**WHAT NEEDS TO BE DONE**: Using the entries below, output exactly the line containing "of the snow-covered" and all lines that follow it to the end.

---- EXTRACTED INFORMATION

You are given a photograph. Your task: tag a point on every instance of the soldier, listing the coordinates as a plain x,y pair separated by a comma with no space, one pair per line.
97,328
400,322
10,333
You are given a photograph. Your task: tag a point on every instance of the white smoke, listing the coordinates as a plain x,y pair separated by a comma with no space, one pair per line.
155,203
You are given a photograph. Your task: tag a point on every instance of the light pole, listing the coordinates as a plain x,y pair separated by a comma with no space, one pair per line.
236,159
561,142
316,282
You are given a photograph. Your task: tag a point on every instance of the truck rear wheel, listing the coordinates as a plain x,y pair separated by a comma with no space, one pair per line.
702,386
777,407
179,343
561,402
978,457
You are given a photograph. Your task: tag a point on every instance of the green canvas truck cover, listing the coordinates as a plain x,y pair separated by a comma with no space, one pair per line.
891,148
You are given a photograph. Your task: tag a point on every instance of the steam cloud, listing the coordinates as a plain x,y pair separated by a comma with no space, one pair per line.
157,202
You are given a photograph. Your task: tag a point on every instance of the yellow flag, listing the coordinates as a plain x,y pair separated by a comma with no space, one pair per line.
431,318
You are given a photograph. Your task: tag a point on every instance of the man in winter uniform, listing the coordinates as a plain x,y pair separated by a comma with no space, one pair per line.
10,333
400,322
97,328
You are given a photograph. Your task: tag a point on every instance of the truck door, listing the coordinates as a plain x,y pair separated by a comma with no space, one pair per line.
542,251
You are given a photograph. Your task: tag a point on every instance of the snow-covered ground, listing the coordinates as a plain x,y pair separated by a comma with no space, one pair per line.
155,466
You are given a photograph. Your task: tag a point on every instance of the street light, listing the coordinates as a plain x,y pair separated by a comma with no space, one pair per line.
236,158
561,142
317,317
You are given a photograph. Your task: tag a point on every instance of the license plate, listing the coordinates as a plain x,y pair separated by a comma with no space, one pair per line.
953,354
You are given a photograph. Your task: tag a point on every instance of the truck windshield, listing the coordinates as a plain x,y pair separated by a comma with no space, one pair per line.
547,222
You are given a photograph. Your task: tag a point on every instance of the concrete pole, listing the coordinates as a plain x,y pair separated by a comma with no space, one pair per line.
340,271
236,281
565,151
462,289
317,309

--------

**FINAL ANSWER**:
You are given a photograph. Your task: tag a point on every instance of the snow-covered ground, listing the coordinates as a plain x,y pair separated by a comma with no space, one pair per line.
155,466
You are given a photograph. Your task: tag a point on every instance of the street light, listing the coordinates as a plain x,y pair separated by a comma with no space, one pair per line.
236,158
561,142
317,317
You are given a photograph. Your task: tag a point on every instance of the license plate, listing the coordinates as a plain x,y pair separated by a comma with no space, one pair per line.
953,354
You are given a photograph. Your task: tag a point on every instance of the truck windshield, listing the coordinates as a plain x,y pair separated by a comma with no space, one pair per line.
547,222
You are given a photograph. Your task: tag a point on every instance of the concrete pole, listing the coordinates as a plain x,y pair separated by a comma with no space, one pair per line.
340,271
236,281
565,151
462,289
317,309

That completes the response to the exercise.